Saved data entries
-- Opening Marker --
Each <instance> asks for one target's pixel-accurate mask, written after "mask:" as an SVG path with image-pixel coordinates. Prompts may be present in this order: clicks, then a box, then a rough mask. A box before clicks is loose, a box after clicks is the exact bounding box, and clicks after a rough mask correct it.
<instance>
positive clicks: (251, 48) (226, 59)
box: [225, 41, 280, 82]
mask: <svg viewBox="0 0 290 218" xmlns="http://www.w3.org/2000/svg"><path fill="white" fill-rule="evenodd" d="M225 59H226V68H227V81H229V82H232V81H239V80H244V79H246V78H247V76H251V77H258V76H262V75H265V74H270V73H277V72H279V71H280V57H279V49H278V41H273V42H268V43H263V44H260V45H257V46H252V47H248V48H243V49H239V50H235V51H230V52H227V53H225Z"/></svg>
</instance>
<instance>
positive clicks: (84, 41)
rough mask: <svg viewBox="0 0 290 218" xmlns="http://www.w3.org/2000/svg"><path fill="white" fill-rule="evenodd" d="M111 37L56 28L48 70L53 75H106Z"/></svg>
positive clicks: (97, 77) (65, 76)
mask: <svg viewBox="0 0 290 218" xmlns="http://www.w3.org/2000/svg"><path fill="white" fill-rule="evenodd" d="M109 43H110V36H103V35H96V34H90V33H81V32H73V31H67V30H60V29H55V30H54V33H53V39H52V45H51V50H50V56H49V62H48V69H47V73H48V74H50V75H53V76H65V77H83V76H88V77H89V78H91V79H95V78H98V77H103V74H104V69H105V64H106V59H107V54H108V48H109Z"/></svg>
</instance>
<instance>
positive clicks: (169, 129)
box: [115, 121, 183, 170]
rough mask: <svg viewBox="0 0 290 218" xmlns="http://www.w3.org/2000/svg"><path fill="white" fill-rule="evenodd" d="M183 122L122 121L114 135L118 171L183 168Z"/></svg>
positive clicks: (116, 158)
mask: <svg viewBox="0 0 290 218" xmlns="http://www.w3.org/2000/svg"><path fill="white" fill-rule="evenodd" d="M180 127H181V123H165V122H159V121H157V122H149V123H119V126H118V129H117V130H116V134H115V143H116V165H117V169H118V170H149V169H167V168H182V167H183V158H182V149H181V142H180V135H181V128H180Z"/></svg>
-- Closing Marker --
:: WHAT NEEDS TO BE DONE ::
Among the entries, find each line that includes the string "rough" and copy it.

:: RESPONSE BELOW ::
Each <instance> asks for one target's pixel-accurate mask, written after "mask:" as an SVG path with image-pixel coordinates. Prompts may be present in this order: clicks, then a box, then a rough mask. A box before clicks is loose, a box after clicks is the exact bounding box, and clicks after a rough mask correct it.
rough mask: <svg viewBox="0 0 290 218" xmlns="http://www.w3.org/2000/svg"><path fill="white" fill-rule="evenodd" d="M111 37L56 28L48 70L53 75H106Z"/></svg>
rough mask: <svg viewBox="0 0 290 218" xmlns="http://www.w3.org/2000/svg"><path fill="white" fill-rule="evenodd" d="M183 122L122 121L114 135L118 171L183 168Z"/></svg>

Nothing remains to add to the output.